- _Page extract_:
━━━

First Secretary of the Communist Party of the Karelo-Finnish Soviet Socialist Republic
- In office 25 January 1950 – 27 September 1950
- Preceded by: Gennady Kupriyanov
- Succeeded by: Aleksandr Egorov

First Secretary of the Kostroma Regional Committee of the Communist Party of the Soviet Union
- In office 13 August 1944 – 4 December 1946
- Preceded by: Office established
- Succeeded by: Ivan Kuznetsov

Personal details
- Born: Aleksandr Andreyevich Kondakov 5 May 1908 Vladimir Governorate, Russian Empire
- Died: 20 December 1954 (aged 46) Moscow, RSFSR, Soviet Union
- Citizenship: Soviet Union
- Party: CPSU
- Alma mater: Higher Party School of the CPSU
- Occupation: Politician
- Awards: Order of the Patriotic War (1st class) Order of the Badge of Honour

= Aleksandr Kondakov =

Soviet politician

Aleksandr Andreyevich Kondakov (Russian: Алекса́ндр Андре́евич Кондако́в; 5 May 1908 – 20 December 1954) was a Soviet politician who served as the First Secretary of the Communist Party of the Karelo-Finnish Soviet Socialist Republic in 1950.

━━━

- _Challenge_:
Answer these questions from the biography of Aleksandr Kondakov:
1. Who held the Karelo-Finnish first secretary post right before him?
2. Who succeeded him as First Secretary of the Kostroma Regional Committee?
3. In what city did he die?
The records that come next are separate material and have no connection to the biography of Aleksandr Kondakov.

━━━

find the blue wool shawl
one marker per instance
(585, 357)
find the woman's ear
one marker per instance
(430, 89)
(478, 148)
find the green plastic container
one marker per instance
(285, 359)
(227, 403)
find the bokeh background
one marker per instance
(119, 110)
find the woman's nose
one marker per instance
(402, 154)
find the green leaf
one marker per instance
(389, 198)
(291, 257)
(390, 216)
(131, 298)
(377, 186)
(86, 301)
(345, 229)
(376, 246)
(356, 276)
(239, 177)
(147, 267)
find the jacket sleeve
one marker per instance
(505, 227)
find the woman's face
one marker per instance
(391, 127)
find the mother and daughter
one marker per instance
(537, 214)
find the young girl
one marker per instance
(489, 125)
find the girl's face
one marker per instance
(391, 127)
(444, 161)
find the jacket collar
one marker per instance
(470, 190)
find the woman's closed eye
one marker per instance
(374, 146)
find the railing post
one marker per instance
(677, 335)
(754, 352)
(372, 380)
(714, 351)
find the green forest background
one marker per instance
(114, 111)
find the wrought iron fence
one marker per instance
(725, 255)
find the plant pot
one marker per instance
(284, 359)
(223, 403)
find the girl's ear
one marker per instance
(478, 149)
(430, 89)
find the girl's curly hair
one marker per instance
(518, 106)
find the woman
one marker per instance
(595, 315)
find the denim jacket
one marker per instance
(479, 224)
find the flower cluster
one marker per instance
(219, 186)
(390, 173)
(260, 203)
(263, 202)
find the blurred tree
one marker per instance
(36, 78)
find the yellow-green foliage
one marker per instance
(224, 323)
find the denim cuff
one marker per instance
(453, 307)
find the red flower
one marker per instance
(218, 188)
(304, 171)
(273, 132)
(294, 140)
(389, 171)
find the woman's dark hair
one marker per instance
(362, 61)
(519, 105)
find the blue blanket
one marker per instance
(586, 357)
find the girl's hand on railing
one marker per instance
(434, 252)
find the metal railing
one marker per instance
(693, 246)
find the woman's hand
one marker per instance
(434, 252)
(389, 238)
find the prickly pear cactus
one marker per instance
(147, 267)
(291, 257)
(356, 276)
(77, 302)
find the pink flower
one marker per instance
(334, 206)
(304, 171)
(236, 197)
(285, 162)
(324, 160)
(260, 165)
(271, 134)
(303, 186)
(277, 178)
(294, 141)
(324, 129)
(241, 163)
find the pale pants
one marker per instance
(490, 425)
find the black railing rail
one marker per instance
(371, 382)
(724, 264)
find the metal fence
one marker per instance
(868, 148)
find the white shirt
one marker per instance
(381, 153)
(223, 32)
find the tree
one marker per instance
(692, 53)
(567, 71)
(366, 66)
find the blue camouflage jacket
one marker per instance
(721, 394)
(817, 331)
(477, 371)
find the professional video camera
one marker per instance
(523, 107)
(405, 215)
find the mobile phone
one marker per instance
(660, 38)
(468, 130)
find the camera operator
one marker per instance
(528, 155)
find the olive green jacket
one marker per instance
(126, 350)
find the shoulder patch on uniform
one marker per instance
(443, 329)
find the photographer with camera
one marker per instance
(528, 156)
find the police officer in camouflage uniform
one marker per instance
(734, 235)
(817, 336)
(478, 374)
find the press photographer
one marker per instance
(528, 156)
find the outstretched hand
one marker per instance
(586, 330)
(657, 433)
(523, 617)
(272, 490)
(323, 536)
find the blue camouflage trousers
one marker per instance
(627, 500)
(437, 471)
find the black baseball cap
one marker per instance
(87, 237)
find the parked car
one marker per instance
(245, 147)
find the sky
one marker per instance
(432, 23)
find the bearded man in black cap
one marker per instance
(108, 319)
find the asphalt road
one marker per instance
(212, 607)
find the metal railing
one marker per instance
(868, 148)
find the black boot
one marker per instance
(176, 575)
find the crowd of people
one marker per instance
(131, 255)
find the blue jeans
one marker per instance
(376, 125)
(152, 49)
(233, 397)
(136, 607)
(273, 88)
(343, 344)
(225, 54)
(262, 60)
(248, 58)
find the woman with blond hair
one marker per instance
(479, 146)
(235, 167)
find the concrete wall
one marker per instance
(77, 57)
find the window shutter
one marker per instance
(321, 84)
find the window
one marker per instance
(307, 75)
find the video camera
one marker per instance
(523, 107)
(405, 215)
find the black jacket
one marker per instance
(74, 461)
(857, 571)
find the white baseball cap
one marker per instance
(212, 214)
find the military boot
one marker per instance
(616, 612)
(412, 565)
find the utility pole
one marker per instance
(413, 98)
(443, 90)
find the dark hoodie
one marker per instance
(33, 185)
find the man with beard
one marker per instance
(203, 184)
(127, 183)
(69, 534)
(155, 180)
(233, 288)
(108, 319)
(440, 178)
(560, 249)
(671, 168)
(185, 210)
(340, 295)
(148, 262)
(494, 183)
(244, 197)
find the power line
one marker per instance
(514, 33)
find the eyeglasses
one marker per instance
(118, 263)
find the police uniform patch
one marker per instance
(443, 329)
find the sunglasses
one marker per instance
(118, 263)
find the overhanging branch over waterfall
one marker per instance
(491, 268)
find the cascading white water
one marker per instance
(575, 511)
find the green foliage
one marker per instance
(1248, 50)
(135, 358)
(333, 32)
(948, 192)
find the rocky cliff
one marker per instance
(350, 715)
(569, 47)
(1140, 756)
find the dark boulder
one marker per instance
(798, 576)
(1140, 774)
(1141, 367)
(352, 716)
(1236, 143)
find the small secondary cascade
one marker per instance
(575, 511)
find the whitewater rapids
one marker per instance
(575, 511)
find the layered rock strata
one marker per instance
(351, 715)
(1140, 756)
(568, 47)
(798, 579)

━━━

- _Task answer_:
1. Gennady Kupriyanov
2. Ivan Kuznetsov
3. Moscow